====== Data
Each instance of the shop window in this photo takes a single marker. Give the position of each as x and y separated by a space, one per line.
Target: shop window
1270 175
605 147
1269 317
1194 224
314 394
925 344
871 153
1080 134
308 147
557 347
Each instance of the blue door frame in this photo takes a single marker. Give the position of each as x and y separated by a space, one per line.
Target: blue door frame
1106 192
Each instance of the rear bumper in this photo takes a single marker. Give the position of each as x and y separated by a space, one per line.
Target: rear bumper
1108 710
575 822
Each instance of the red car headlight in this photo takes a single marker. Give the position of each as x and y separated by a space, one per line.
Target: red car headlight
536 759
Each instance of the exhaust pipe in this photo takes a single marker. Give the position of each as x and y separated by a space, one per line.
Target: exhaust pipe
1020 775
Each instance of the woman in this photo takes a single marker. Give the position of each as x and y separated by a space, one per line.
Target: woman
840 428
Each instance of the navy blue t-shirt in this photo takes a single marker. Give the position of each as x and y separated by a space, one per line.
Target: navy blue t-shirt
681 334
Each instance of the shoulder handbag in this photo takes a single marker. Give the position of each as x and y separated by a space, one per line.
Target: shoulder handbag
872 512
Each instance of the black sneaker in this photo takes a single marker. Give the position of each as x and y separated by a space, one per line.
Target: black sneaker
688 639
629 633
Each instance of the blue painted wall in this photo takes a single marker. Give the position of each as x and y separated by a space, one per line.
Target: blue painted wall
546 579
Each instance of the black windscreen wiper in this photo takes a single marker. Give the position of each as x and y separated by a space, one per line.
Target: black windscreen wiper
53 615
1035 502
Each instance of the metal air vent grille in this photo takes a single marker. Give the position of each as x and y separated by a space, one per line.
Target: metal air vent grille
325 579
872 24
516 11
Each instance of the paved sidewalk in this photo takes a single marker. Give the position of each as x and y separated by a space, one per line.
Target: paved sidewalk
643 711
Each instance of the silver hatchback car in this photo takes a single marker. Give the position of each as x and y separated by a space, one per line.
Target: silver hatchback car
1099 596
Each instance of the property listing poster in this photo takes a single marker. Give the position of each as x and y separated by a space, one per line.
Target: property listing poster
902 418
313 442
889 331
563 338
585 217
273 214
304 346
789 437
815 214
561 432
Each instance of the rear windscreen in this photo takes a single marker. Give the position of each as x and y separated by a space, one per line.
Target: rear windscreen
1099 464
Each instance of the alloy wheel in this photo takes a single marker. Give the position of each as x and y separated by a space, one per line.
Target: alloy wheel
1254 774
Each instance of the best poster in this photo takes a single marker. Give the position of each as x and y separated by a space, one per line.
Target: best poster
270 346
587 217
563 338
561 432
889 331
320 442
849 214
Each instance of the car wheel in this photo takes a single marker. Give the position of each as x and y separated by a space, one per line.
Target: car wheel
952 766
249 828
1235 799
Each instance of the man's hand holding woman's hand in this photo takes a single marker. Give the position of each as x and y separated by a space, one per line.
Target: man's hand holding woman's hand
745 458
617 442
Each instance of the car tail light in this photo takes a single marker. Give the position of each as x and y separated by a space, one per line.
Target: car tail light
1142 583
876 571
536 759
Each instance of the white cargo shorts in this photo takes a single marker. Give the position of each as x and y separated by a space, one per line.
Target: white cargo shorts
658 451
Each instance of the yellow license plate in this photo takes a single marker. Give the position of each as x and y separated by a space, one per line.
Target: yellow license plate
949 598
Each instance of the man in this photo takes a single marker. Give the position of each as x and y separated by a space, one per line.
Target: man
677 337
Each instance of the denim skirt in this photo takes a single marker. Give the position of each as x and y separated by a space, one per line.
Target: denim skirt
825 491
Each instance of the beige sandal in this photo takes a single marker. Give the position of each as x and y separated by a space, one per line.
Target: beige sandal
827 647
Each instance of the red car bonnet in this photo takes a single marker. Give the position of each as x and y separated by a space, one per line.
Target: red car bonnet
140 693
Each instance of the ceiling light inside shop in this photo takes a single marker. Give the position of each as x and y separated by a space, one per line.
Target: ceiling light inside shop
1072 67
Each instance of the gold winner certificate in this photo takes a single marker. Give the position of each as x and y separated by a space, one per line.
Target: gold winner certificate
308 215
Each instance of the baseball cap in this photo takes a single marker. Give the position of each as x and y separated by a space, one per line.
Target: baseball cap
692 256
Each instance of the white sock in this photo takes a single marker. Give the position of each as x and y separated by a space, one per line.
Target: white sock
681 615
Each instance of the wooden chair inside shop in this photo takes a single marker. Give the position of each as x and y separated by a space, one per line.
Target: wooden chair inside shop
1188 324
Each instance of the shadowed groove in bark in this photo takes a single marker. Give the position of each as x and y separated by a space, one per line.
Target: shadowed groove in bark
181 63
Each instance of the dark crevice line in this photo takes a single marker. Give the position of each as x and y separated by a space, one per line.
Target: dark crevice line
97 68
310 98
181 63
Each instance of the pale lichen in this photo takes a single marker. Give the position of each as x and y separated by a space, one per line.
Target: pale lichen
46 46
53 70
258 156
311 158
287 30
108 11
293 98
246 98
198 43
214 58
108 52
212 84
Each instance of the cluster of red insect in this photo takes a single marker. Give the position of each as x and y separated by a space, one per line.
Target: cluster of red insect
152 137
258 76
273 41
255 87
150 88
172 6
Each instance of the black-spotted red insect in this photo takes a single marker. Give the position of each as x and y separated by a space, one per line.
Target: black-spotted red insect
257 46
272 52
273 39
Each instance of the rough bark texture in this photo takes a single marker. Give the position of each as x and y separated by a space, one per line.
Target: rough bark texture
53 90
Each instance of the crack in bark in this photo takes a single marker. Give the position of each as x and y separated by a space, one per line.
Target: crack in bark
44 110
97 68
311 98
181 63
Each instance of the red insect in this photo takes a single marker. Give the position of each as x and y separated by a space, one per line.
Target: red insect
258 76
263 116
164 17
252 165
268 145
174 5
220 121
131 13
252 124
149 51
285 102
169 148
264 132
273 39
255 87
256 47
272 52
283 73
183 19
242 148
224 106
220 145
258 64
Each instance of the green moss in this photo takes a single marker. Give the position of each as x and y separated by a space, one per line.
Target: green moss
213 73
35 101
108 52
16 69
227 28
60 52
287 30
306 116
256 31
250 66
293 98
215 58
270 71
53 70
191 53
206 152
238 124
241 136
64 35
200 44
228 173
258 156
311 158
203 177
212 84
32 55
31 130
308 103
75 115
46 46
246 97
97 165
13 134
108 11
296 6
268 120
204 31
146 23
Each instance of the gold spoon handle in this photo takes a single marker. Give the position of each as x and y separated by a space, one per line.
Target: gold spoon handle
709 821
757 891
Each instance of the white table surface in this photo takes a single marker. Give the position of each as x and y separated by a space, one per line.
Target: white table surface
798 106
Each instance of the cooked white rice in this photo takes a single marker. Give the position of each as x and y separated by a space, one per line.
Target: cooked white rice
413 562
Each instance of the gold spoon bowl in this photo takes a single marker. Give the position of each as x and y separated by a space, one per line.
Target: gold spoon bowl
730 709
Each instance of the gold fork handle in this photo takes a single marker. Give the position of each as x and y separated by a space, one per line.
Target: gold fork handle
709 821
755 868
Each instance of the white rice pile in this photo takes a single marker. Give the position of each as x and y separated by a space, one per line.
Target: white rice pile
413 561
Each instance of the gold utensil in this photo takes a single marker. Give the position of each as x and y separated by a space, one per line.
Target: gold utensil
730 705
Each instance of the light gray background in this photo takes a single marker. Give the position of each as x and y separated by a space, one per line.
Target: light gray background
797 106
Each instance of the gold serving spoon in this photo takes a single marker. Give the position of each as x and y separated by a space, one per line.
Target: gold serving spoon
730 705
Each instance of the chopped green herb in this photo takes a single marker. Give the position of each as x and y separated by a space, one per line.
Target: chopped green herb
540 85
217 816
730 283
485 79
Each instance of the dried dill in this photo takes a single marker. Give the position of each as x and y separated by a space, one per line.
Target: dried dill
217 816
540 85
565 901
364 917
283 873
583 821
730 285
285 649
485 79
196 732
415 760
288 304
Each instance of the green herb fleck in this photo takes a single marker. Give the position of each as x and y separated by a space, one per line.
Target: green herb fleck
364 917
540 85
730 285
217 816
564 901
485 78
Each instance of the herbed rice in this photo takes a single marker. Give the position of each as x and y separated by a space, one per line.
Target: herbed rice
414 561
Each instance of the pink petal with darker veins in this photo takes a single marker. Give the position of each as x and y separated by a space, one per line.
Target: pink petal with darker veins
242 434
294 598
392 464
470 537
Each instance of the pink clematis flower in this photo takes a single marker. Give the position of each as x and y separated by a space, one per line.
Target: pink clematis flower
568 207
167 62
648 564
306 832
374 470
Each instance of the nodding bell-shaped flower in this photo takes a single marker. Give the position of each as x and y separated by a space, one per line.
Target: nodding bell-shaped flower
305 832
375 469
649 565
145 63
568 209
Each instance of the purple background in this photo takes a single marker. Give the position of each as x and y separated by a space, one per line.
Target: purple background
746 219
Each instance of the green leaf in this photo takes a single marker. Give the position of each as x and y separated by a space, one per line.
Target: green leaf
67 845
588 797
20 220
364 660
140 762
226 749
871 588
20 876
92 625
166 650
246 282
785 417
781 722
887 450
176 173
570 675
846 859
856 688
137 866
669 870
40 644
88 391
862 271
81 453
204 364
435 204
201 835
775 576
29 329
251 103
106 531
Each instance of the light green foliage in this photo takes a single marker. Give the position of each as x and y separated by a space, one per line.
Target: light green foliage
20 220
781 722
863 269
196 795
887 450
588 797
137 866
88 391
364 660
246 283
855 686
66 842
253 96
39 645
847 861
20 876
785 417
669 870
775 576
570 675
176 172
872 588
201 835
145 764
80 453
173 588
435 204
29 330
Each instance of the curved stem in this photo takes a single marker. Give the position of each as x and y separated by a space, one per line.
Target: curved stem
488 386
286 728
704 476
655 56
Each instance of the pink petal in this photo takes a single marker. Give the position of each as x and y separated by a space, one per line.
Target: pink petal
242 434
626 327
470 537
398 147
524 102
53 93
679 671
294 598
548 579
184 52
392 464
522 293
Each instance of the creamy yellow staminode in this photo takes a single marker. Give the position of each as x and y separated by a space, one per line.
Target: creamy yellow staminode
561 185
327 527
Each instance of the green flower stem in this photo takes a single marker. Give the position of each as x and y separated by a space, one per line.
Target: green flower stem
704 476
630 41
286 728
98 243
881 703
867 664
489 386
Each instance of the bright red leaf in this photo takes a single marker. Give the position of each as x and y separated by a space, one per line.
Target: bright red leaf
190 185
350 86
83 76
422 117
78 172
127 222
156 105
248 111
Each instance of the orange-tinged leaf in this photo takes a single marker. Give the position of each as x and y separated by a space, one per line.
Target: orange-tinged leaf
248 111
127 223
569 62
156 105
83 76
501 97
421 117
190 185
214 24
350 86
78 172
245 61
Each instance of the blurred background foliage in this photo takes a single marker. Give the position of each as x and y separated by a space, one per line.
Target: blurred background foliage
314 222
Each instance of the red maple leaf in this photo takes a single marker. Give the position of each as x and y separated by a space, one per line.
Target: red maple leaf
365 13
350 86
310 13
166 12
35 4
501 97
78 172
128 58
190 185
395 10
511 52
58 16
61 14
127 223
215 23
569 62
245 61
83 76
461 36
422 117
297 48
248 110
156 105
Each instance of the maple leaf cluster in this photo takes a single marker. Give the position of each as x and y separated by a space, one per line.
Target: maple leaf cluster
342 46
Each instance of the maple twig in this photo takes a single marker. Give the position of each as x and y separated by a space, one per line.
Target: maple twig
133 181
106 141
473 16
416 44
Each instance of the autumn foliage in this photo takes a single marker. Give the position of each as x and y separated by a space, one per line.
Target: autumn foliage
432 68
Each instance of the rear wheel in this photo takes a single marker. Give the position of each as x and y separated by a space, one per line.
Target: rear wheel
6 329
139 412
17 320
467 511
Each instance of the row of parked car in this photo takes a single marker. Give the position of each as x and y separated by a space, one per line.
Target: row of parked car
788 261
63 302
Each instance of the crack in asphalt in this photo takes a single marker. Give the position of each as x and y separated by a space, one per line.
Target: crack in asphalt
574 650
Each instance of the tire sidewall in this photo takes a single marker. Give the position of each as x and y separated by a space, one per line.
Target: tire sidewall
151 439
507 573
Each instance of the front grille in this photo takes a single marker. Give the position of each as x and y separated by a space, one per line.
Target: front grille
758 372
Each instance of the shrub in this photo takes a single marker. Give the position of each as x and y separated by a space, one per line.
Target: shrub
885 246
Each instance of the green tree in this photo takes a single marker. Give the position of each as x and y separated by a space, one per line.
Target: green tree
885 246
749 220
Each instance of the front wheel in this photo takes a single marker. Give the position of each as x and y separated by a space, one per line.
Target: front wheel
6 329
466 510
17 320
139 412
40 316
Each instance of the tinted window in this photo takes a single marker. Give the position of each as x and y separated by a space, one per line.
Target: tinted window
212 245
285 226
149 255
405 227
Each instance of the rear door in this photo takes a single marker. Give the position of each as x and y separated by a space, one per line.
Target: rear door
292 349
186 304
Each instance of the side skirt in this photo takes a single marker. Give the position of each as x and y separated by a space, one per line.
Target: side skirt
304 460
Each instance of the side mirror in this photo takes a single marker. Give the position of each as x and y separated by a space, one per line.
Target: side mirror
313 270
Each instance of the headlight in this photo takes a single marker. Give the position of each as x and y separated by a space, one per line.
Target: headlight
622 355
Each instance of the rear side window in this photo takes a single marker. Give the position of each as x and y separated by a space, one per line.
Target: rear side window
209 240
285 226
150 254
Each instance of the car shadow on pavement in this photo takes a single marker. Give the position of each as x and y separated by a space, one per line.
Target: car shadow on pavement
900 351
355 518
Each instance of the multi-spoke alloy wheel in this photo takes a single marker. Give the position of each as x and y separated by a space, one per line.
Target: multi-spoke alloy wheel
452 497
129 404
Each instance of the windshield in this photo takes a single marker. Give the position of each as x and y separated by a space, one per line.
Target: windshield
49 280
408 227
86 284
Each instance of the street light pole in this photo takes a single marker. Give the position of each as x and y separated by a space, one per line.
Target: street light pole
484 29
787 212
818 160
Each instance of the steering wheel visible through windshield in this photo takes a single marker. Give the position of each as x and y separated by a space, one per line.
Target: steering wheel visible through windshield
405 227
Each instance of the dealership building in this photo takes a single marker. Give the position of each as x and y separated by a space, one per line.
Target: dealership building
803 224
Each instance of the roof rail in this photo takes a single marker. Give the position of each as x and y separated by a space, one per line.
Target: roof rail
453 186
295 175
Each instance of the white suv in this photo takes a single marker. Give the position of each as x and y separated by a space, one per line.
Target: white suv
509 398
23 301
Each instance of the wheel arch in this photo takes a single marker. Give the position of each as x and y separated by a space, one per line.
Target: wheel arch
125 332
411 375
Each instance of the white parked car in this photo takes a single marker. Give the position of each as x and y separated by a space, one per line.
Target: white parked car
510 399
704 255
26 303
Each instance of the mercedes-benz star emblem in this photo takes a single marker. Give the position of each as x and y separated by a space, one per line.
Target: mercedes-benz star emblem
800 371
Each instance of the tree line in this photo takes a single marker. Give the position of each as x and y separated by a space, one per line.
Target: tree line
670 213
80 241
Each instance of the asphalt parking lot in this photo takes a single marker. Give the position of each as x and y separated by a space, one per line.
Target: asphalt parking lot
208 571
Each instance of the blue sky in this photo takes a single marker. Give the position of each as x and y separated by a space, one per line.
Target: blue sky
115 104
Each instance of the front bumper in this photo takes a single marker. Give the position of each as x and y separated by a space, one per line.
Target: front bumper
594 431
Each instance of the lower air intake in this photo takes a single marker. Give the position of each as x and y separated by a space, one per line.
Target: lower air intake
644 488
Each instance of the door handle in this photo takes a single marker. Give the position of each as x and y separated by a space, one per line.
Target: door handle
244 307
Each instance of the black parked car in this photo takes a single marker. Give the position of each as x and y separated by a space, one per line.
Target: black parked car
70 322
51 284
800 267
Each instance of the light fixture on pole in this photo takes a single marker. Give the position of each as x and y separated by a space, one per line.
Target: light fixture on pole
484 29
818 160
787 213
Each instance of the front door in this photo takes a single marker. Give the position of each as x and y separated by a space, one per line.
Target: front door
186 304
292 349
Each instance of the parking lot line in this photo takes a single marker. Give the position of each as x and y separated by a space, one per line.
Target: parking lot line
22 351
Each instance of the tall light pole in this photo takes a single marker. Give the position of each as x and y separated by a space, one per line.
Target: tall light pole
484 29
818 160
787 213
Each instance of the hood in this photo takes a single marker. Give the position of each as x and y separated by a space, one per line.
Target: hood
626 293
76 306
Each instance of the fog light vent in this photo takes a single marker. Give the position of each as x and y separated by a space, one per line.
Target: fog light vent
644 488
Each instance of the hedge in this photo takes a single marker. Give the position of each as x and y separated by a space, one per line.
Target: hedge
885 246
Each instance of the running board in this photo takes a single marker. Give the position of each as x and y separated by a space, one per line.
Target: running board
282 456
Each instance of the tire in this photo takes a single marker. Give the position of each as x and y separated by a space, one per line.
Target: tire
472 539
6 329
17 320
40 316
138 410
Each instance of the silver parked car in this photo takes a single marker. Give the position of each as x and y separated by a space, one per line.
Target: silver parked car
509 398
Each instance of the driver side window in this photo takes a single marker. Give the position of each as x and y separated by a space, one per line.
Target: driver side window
============
* [Exercise details]: Repeat exactly the lines from the line containing "Each instance of the hedge" through the end of the listing above; both boundary lines are part of the output.

* [Answer to this exercise]:
Each instance of the hedge in this photo takes a single marker. Give the position of each as x and y separated by a space, one per line.
Target: hedge
885 246
Each instance of the running board in this photo takes a single marker. Give the position of each as x and y separated by a space, one per line.
Target: running board
282 456
Each instance of the tire in this photo takes a single marker. Give the position of each as x and y separated by a space, one per line.
Target: tire
472 539
6 329
17 320
40 316
138 410
Each instance of the silver parked car in this photo takes a single marker. Give the position of each as x and y separated by a space, one per line.
Target: silver parked car
509 398
Each instance of the driver side window in this photo takes a single marker. Give the position of each as x and y separated by a space, one per line.
Target: driver side window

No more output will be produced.